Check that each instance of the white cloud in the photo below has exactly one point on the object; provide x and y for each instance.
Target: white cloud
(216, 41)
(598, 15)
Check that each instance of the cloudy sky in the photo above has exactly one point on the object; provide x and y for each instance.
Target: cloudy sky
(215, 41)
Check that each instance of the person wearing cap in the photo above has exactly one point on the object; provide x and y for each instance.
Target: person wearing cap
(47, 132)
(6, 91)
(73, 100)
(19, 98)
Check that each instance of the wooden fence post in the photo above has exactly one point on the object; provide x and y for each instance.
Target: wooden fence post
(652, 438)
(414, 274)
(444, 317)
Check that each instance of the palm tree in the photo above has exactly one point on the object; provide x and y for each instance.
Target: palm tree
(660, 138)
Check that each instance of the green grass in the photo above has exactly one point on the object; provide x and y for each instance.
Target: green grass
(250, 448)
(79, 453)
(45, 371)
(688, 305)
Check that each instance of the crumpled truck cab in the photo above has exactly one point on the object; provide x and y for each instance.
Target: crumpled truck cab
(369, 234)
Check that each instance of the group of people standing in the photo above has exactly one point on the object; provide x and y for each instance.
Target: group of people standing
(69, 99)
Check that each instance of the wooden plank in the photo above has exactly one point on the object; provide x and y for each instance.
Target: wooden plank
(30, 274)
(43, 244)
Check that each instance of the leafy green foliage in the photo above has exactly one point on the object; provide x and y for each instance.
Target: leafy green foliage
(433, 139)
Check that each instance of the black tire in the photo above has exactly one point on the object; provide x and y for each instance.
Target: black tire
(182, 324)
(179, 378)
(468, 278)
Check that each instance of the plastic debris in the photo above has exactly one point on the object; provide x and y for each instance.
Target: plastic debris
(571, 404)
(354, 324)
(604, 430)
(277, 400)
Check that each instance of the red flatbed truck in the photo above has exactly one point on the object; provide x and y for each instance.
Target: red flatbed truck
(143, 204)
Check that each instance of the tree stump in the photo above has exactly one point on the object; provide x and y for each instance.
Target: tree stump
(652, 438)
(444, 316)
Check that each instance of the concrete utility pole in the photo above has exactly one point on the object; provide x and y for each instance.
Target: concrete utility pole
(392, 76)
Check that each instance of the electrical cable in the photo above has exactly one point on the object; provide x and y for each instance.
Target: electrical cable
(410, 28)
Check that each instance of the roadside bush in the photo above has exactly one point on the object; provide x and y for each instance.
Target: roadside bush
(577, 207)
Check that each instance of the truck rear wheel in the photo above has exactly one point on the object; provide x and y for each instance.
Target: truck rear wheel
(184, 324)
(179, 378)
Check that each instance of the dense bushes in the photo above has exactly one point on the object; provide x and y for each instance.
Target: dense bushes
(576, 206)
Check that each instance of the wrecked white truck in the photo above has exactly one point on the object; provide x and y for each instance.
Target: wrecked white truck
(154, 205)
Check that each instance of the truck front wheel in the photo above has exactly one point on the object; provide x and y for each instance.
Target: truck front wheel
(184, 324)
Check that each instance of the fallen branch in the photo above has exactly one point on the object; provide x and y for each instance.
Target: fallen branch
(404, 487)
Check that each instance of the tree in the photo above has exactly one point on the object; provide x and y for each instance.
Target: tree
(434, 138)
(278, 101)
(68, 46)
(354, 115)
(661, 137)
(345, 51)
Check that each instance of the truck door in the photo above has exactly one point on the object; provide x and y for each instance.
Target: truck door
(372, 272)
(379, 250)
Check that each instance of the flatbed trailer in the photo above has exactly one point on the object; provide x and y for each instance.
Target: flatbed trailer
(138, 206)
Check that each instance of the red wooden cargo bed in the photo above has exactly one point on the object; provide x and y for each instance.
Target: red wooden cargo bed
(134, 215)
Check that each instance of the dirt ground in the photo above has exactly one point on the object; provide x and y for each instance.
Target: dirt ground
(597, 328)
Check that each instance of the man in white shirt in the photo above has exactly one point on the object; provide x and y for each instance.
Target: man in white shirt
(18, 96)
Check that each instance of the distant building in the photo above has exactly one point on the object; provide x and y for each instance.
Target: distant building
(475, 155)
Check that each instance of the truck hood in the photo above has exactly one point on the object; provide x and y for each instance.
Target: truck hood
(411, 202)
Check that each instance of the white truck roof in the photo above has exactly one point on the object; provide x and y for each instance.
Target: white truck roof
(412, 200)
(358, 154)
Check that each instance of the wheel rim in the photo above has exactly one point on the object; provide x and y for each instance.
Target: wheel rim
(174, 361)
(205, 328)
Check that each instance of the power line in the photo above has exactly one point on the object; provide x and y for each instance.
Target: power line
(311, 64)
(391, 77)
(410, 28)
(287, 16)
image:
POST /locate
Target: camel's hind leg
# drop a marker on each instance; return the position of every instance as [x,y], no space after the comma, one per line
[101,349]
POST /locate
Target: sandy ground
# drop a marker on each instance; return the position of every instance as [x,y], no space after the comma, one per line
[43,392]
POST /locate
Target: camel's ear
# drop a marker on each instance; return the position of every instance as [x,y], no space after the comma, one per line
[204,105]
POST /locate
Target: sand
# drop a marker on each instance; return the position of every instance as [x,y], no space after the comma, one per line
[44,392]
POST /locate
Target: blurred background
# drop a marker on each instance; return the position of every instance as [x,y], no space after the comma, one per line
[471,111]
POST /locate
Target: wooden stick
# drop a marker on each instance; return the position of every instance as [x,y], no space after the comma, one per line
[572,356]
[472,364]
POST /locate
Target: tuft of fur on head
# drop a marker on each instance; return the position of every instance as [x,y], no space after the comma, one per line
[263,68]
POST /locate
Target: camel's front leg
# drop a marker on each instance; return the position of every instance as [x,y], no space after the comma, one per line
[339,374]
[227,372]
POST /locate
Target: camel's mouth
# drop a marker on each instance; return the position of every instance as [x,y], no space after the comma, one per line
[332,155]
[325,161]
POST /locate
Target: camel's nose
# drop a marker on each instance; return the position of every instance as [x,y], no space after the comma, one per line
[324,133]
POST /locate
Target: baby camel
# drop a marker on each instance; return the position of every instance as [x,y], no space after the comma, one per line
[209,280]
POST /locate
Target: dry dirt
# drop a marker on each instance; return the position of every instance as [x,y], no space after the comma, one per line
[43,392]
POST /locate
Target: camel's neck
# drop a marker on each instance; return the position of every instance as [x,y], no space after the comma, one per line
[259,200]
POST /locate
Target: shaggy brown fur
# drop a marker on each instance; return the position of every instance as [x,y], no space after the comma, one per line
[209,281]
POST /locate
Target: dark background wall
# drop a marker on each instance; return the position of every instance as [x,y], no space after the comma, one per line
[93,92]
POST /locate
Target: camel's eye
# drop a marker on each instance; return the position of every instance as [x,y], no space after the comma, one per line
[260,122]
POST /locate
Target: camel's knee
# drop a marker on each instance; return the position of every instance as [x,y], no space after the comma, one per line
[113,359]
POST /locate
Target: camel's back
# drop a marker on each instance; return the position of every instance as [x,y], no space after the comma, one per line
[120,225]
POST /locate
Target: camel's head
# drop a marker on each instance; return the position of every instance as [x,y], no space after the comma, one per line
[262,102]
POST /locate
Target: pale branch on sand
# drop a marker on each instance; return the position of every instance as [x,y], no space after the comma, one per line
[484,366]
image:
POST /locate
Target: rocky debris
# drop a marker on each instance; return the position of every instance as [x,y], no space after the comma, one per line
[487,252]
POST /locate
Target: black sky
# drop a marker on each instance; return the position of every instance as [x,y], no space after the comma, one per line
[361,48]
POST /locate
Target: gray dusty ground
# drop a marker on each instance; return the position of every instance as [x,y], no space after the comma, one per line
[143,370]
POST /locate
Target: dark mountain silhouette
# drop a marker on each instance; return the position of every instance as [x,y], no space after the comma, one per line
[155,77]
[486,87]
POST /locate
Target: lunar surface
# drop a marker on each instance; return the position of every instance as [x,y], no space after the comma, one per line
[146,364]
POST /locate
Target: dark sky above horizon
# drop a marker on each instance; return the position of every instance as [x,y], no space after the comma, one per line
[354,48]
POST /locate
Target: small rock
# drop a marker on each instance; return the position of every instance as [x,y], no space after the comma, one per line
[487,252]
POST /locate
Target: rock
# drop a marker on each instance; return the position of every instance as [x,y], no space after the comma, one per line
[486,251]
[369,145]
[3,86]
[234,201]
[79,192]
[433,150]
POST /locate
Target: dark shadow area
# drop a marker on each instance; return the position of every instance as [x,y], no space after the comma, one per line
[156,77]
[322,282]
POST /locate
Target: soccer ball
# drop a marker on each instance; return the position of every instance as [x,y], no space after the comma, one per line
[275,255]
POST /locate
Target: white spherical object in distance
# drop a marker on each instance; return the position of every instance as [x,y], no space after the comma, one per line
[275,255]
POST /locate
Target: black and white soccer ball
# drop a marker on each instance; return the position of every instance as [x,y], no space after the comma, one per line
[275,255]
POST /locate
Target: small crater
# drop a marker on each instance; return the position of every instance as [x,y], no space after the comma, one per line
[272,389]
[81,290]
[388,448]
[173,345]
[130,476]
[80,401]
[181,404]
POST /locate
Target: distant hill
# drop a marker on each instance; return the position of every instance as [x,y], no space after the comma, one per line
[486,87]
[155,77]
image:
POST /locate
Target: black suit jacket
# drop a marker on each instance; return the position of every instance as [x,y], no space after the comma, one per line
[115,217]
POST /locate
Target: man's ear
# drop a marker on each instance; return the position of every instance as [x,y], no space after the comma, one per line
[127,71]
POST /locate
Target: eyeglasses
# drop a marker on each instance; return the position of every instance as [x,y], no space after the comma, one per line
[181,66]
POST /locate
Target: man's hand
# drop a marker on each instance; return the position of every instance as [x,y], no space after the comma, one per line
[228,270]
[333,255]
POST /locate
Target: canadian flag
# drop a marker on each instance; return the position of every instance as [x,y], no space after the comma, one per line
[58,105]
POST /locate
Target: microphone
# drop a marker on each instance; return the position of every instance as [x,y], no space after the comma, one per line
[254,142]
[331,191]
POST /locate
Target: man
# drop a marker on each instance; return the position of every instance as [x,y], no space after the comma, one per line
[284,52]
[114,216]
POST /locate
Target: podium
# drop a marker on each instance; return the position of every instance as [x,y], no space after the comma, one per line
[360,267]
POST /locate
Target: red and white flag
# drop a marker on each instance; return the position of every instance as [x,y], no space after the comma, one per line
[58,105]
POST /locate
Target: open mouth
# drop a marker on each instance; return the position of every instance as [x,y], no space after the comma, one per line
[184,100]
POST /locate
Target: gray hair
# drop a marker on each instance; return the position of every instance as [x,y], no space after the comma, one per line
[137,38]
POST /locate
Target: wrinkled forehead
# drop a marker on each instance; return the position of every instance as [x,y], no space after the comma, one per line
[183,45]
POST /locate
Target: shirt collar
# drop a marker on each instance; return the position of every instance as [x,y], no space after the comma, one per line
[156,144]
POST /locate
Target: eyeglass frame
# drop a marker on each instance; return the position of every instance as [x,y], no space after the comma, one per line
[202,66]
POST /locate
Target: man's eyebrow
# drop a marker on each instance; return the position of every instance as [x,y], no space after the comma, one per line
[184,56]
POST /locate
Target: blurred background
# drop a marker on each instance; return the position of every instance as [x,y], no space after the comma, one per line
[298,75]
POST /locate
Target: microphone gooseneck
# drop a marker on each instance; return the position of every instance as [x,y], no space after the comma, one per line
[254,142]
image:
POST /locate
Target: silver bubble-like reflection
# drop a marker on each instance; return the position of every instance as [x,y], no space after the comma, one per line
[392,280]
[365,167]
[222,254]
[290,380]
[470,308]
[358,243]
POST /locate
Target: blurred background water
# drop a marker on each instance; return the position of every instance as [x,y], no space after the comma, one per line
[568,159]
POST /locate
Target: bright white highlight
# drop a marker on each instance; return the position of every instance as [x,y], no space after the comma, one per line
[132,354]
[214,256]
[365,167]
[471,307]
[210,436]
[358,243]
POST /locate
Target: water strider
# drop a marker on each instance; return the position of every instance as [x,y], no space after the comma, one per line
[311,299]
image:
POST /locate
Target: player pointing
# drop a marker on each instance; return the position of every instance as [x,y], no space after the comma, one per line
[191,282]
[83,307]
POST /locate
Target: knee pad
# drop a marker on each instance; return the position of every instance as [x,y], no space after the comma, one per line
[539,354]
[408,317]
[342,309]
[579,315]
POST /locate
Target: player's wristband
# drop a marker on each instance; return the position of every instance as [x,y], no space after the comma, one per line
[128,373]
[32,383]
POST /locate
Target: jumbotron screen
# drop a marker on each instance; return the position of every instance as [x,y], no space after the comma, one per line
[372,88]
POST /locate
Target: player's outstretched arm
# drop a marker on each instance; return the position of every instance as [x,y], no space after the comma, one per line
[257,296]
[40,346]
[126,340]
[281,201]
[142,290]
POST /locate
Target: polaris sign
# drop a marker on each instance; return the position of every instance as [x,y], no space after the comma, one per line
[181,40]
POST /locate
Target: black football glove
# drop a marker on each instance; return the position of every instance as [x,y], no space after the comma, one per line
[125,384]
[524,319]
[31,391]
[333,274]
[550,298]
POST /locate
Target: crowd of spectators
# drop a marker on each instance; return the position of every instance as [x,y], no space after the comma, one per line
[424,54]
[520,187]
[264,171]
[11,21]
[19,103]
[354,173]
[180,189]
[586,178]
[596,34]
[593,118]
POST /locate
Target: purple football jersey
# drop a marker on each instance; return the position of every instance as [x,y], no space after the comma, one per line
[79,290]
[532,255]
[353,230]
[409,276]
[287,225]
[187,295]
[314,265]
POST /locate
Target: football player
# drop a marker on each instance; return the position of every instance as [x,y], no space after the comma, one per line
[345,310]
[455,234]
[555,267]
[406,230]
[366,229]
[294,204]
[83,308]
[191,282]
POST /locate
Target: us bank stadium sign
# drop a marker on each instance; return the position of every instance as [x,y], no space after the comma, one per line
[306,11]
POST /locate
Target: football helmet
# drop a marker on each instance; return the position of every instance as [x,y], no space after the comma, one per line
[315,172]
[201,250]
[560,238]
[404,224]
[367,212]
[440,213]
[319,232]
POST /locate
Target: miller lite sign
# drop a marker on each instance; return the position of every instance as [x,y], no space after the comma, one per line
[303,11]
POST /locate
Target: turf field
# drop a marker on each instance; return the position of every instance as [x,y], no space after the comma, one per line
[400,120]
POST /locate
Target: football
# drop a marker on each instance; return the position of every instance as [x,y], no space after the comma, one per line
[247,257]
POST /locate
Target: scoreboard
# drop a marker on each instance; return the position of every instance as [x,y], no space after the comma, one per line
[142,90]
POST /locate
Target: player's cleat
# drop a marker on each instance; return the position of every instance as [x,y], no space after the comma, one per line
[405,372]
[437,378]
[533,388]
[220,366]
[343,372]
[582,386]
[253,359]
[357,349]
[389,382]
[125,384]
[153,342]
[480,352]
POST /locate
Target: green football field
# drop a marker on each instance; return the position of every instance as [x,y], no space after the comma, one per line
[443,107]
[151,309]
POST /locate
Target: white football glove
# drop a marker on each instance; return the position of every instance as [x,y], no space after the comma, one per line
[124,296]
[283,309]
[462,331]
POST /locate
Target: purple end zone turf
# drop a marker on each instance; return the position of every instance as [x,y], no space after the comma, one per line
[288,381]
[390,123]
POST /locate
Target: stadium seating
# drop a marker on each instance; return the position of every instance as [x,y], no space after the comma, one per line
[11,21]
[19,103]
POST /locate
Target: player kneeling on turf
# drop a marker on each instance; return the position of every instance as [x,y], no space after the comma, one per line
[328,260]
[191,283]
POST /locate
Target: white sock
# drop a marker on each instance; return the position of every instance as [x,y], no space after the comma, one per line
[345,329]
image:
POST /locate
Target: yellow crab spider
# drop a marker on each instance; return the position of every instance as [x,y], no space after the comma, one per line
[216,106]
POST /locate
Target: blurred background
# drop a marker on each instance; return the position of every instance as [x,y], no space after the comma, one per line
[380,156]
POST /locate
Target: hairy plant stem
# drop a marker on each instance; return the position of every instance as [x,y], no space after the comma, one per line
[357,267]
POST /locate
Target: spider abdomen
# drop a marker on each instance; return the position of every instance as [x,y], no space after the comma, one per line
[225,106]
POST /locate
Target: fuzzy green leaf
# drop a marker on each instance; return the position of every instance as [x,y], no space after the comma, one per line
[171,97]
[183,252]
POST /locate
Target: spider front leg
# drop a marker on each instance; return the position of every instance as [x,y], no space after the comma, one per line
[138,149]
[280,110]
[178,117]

======

EXERCISE REQUIREMENTS -> Above are the records; copy exactly the lines from the line with "Check that each instance of the cloudy" through the line with "Check that each instance of the palm", both included.

RESPONSE TO THE TASK ->
Check that each instance of the cloudy sky in the photo above has exactly one point on the object; provide x and y for each instance.
Target: cloudy sky
(215, 41)
Check that each instance of the person wearing cap in the photo above has exactly one point on the object; provide x and y for each instance.
Target: person wearing cap
(47, 132)
(6, 91)
(73, 100)
(19, 98)
Check that each instance of the wooden fence post in the photo above has exactly one point on the object; provide x and y for each instance.
Target: wooden fence post
(652, 438)
(414, 274)
(444, 317)
Check that each instance of the palm tree in the photo above has exactly one point on the object; provide x and y for each instance.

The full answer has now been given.